━━ GIVEN DATA

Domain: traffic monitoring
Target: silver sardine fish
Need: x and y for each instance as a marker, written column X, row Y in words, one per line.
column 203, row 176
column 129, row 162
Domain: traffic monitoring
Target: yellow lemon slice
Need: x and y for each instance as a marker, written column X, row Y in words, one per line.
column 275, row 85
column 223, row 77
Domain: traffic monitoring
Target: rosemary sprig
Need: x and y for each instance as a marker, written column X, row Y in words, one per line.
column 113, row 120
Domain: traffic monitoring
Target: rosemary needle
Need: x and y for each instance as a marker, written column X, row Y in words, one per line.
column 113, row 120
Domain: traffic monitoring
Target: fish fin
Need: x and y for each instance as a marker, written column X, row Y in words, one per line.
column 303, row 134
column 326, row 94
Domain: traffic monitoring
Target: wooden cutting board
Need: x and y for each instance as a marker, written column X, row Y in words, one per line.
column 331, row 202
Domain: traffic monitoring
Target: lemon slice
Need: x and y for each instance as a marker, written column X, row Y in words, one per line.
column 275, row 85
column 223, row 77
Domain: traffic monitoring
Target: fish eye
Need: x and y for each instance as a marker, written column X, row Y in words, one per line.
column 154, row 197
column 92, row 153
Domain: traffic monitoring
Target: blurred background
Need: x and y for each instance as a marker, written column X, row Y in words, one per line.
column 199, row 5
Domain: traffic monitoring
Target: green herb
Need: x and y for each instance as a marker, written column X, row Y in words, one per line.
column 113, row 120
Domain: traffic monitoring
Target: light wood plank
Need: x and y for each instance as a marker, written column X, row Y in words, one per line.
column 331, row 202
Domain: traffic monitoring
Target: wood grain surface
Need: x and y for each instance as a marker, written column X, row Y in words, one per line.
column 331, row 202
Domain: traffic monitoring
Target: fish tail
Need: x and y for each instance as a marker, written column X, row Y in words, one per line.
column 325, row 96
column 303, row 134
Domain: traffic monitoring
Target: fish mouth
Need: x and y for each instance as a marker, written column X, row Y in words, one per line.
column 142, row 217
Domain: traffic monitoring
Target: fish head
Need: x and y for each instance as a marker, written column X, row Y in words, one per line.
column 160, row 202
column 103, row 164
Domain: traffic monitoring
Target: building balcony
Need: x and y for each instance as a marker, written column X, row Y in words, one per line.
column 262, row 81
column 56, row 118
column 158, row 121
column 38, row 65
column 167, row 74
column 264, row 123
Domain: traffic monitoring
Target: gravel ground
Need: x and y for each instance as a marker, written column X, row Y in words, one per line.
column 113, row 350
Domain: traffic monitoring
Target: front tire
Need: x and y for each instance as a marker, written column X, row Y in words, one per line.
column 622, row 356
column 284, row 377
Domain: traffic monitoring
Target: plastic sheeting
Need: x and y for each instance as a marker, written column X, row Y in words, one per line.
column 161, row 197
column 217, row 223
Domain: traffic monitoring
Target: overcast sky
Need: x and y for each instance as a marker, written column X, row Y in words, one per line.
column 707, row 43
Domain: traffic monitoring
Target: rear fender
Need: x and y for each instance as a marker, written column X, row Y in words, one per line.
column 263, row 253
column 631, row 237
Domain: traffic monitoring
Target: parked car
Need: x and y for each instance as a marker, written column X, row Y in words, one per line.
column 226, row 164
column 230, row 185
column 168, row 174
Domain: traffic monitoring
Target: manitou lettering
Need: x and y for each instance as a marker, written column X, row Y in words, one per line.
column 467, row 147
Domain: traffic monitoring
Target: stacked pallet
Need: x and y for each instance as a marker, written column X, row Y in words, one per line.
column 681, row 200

━━━━

Retype the data exactly as given.

▸ OUTPUT OF THE EXERCISE:
Domain: traffic monitoring
Target: silver sardine fish
Need: x and y for each instance as a marker, written column X, row Y in words, one per line.
column 203, row 176
column 129, row 162
Domain: traffic monitoring
Target: yellow lemon slice
Need: x and y for each instance as a marker, written column X, row Y in words, one per line.
column 275, row 85
column 223, row 77
Domain: traffic monitoring
Target: rosemary sprig
Need: x and y for each instance as a marker, written column X, row Y in words, one per line.
column 113, row 120
Domain: traffic monitoring
Target: rosemary needle
Need: x and y for each instance as a marker, written column X, row Y in words, one per line.
column 113, row 120
Domain: traffic monitoring
Target: fish fin
Need: x and y for each instance as a marker, written column X, row Y in words, one per line.
column 303, row 134
column 326, row 94
Domain: traffic monitoring
Target: wooden cutting board
Need: x and y for each instance as a marker, written column X, row Y in words, one per line.
column 331, row 202
Domain: traffic monitoring
Target: lemon slice
Need: x and y for each instance as a marker, written column X, row Y in words, one per line.
column 275, row 85
column 223, row 77
Domain: traffic monitoring
Target: fish eye
Need: x and y for each instance as a marker, written column X, row Y in words, one per line.
column 154, row 197
column 92, row 153
Domain: traffic monitoring
Target: blurred background
Need: x and y for each instance as a marker, written column X, row Y in words, one per line.
column 199, row 5
Domain: traffic monitoring
Target: green herb
Need: x and y for each instance as a marker, written column X, row Y in words, one per line.
column 113, row 120
Domain: traffic monitoring
Target: light wood plank
Need: x and y for each instance as a marker, written column X, row Y in words, one per line.
column 331, row 202
Domain: traffic monitoring
Target: wood grain surface
Need: x and y for each instance as a marker, written column X, row Y in words, one per line.
column 331, row 202
Domain: traffic monitoring
Target: fish tail
Need: x and y for each instance as a marker, written column X, row Y in words, one per line.
column 325, row 96
column 303, row 134
Domain: traffic monitoring
Target: fish mouth
Need: x and y for each instance as a marker, written column X, row Y in words, one per line.
column 142, row 217
Domain: traffic monitoring
Target: fish head
Need: x and y for each instance as a marker, written column X, row Y in words, one per line.
column 160, row 202
column 103, row 164
Domain: traffic monitoring
Target: building balcony
Need: x and y for each instance as a marker, written column X, row Y in words, one per line.
column 262, row 81
column 56, row 118
column 158, row 121
column 38, row 65
column 167, row 74
column 264, row 123
Domain: traffic monitoring
Target: gravel ground
Need: x and y for each instance as a marker, written column X, row Y in words, one per line.
column 113, row 350
Domain: traffic monitoring
Target: front tire
Need: x and y for each instance as a marker, written column X, row Y in words, one per line.
column 622, row 356
column 284, row 377
Domain: traffic monitoring
Target: plastic sheeting
Need: x and y for each instance as a marker, written column X, row Y in words, one per line.
column 161, row 197
column 217, row 223
Domain: traffic monitoring
Target: overcast sky
Need: x and y for each instance as a marker, written column X, row Y in words, one per line.
column 707, row 43
Domain: traffic monitoring
Target: rear fender
Need: x and y for each instance as a marker, written column X, row Y in words, one per line.
column 263, row 253
column 631, row 237
Domain: traffic monitoring
Target: parked car
Need: x and y for each instance as a marker, written column X, row Y in words, one per line.
column 226, row 164
column 230, row 185
column 168, row 174
Domain: traffic monitoring
Target: manitou lettering
Need: x and y for each instance as a marker, written column X, row Y in words, one per line.
column 467, row 147
Domain: traffic monitoring
Target: stacked pallet
Need: x and y for each instance as a marker, written column X, row Y in words, one per line.
column 681, row 200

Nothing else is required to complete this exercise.